Written problem
Reproduce every line of the listing below, requests included, and add 21 to each number in the point coordinates of the answers.

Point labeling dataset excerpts
****************************************

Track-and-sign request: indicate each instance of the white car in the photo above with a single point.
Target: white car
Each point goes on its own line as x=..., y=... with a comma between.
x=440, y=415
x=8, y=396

****************************************

Exercise output
Track-and-sign request: indicate each instance of the white car in the photo above with a single point.
Target: white car
Each point goes on its own line as x=..., y=... with a comma between.
x=461, y=436
x=29, y=417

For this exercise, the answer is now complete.